Stored items from a collection

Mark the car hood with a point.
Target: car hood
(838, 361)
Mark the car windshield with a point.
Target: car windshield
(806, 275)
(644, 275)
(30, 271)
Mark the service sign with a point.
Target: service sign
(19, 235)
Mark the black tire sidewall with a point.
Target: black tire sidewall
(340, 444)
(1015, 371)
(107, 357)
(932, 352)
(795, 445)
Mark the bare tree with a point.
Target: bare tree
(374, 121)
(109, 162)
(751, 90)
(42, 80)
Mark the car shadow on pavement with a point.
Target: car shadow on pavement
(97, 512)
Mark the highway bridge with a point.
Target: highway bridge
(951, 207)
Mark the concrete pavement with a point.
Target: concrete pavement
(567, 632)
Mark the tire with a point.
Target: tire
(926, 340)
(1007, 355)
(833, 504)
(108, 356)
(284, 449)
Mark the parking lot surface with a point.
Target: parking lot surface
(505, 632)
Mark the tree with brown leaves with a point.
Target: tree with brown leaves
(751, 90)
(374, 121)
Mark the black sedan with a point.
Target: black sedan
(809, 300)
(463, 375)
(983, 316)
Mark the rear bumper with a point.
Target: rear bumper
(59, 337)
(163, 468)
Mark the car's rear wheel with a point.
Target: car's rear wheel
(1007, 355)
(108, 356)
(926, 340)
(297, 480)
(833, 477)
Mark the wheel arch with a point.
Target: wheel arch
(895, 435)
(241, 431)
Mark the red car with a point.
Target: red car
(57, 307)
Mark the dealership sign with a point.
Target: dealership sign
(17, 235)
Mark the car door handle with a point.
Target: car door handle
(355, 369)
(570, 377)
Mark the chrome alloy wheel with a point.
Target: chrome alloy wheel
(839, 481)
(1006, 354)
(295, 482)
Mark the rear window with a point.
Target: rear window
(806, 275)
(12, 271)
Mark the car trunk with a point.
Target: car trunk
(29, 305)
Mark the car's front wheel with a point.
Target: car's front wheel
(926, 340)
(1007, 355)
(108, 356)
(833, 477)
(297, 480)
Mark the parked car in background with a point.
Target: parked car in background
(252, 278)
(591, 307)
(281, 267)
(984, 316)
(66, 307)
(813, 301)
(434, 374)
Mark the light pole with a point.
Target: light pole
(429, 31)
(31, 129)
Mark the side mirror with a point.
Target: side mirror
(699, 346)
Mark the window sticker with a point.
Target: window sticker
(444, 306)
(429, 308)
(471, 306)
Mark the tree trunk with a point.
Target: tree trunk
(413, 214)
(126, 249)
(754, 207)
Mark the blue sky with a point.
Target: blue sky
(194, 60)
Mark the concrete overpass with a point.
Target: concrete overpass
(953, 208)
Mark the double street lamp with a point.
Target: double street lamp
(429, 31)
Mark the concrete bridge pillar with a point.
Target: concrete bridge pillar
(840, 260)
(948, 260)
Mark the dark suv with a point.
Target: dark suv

_TASK STATEMENT_.
A faithful, word-for-word copy of the data is the expected answer.

_RESPONSE AREA_.
Mark the car hood with a point.
Target: car hood
(838, 361)
Mark the car windshield with a point.
Target: car windshield
(806, 275)
(644, 275)
(30, 271)
Mark the service sign with a point.
Target: service sign
(19, 235)
Mark the black tire sidewall with a point.
Target: black tire sidewall
(340, 444)
(1015, 371)
(107, 357)
(932, 352)
(795, 445)
Mark the bare tree with a point.
Target: bare tree
(374, 121)
(109, 162)
(751, 90)
(42, 80)
Mark the car shadow on pavement with a point.
Target: car shadow on pavement
(97, 512)
Mark the highway bridge with a point.
Target: highway bridge
(951, 207)
Mark the concrete pavement with a point.
Target: concrete pavement
(567, 632)
Mark the tire with a point.
Target: tire
(926, 340)
(1007, 355)
(833, 504)
(108, 356)
(284, 449)
Mark the parking lot surface with a point.
Target: parking lot surface
(505, 632)
Mark the tree with brown leaves with a point.
Target: tree with brown leaves
(751, 90)
(374, 121)
Mark the black sedan with a point.
Target: black sedan
(809, 300)
(463, 375)
(983, 316)
Mark the rear bumper with a point.
Target: rear bumper
(59, 337)
(163, 468)
Mark the car's rear wheel with a point.
Target: car's rear wheel
(1007, 355)
(108, 356)
(926, 340)
(297, 480)
(833, 477)
Mark the wheel arch with a point.
Target: wheel arch
(895, 435)
(241, 431)
Mark the red car with a point.
Target: red car
(57, 307)
Mark the dealership sign with a point.
Target: dealership sign
(17, 235)
Mark the car door handle with a point.
Target: car door handle
(355, 369)
(570, 377)
Mark the chrome alloy wheel with a point.
Target: chrome alloy wheel
(839, 481)
(1006, 354)
(295, 482)
Mark the rear window with a point.
Target: rear window
(806, 275)
(12, 271)
Mark the car trunk with a point.
Target: car trunk
(29, 305)
Mark the car's front wheel with a point.
Target: car's front wheel
(926, 340)
(1007, 355)
(108, 356)
(833, 477)
(297, 480)
Mark the parked car in background with a point.
Target: parked car in background
(252, 278)
(591, 307)
(281, 267)
(984, 316)
(66, 307)
(813, 301)
(434, 374)
Mark the light pole with a point.
Target: light pole
(429, 31)
(31, 129)
Mark the side mirror with a point.
Target: side mirror
(699, 346)
Mark the window sticker with a point.
Target: window sticker
(444, 306)
(429, 308)
(471, 306)
Mark the tree trunk with a point.
Target: tree trunk
(413, 214)
(126, 249)
(754, 207)
Mark the blue sky with a point.
Target: blue sky
(194, 60)
Mark the concrete overpass with a point.
Target: concrete overpass
(953, 208)
Mark the double street lamp with a point.
Target: double street lamp
(429, 31)
Mark the concrete bridge pillar with a point.
Target: concrete bridge pillar
(840, 260)
(948, 260)
Mark the dark suv with a point.
Target: dark suv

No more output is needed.